### Document excerpt
---
One of the key working groups of the European Innovation Partnership is entitled ‘Citizen Focus’. CITyFiED was one site to testify, share and be inspired.  

From intensive consultation and engagement, school visits to biomass boilers, live testing of technologies at BBQ events and fully equipped demonstration apartments, CITyFiED has been both obliged and proactive in approaching citizens and residents around demo sites and beyond.

Despite a rich number of communication tools and face-to-face initiatives, the capacity to really empower and co-create a sustainable, collective future is still in its infancy. By participating to a broader European discussing with fellow smart cities projects, CITyFiED can derive a direct benefit and contribute to a more mature and wide scale inclusion of citizens.

Smart citizens are the backbone of a smart city was the principal rallying cry from the off, with Commissioner Violeta Bulc and keynotes bringing examples from the Netherlands, Italy and beyond; but discussions went into detail on a number of issues. The importance of political continuity to build trust and engagement over time; transmitting the urgency of a more sustainable set of practices; and the essential issue of data privacy and management.

Recommendations and guidelines for implementing privacy in smart cities were hot topics of debate during the Citizen Focus breakout session.  Data is collected at every turn in a sensor-rich city giving an incredibly revealing picture of behaviour.  At the same time, the process of collecting data and the way it is ultimately used is a potential source of conflict and trust breaker between authorities and citizens.  These tensions are considered to be a key issue as the amount of data generated and public awareness on the issue grows. The privacy session also spoke about how on-going smart city initiatives can integrate privacy management to ensure compliance with the GDPR (General Data Protection regulation) and upcoming recommendations on the ‘Privacy by Design’ approach.

During the afternoon session The Inclusive Smart Cities Manifesto, a EU level policy action from the Citizen Focus Action Cluster to boost cities’ commitment towards citizen engagement, was presented and discussed. The aim is to have the Manifesto signed by at least 100 cities and officially presented at the next EIP-SCC meeting, which will take place in Brussels in November 2016. Smart Cities associations and Cities (ERRIN, ICLEI, EUROCITIES, the City of Peterborough, Eindhoven, the Scottish Cities Alliance and the Valencia Urban Innovation Foundation) actively participated in the discussion and already took a commitment towards active engagement of their member cities and public authorities to sign.  Key elements of the text are: user centric design, respect of privacy by design, inclusiveness, co-design and co-creation. Principal concepts include greater transparency, more sustainable and responsible urban innovation and harnessing the potential of technology to ensure social inclusion and quality of service delivery.

Cities and local authorities have plenty of progress to make in incorporating the values, concerns priorities and needs of its citizens. The first steps are clearly in motion and will have a considerable impact on how the urban environment is managed, services delivered and people interact with one another and the powers that govern.
---
### Given information
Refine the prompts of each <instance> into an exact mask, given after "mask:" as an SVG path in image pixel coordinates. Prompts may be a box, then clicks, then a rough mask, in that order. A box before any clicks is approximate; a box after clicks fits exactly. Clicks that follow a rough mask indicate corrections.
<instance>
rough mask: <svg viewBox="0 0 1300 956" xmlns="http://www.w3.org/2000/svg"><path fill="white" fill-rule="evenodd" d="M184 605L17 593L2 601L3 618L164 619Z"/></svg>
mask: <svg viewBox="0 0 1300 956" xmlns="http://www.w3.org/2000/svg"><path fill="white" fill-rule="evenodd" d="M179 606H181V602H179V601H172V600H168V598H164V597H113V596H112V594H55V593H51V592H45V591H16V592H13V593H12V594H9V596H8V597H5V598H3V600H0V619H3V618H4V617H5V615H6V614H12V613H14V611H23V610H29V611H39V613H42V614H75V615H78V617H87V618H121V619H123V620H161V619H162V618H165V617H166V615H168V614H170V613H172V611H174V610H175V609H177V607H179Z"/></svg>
---
### Assignment A
From the Citizen Focus article, quote everything from "From intensive consultation" down to "inclusion of citizens.".
### Assignment B
Name each smart cities association and city that the Citizen Focus article says took part in the discussion of the Inclusive Smart Cities Manifesto.
The listing has no connection to the Citizen Focus article.

### Exercise response A
From intensive consultation and engagement, school visits to biomass boilers, live testing of technologies at BBQ events and fully equipped demonstration apartments, CITyFiED has been both obliged and proactive in approaching citizens and residents around demo sites and beyond.

Despite a rich number of communication tools and face-to-face initiatives, the capacity to really empower and co-create a sustainable, collective future is still in its infancy. By participating to a broader European discussing with fellow smart cities projects, CITyFiED can derive a direct benefit and contribute to a more mature and wide scale inclusion of citizens.

### Exercise response B
ERRIN, ICLEI, EUROCITIES, the City of Peterborough, Eindhoven, the Scottish Cities Alliance, the Valencia Urban Innovation Foundation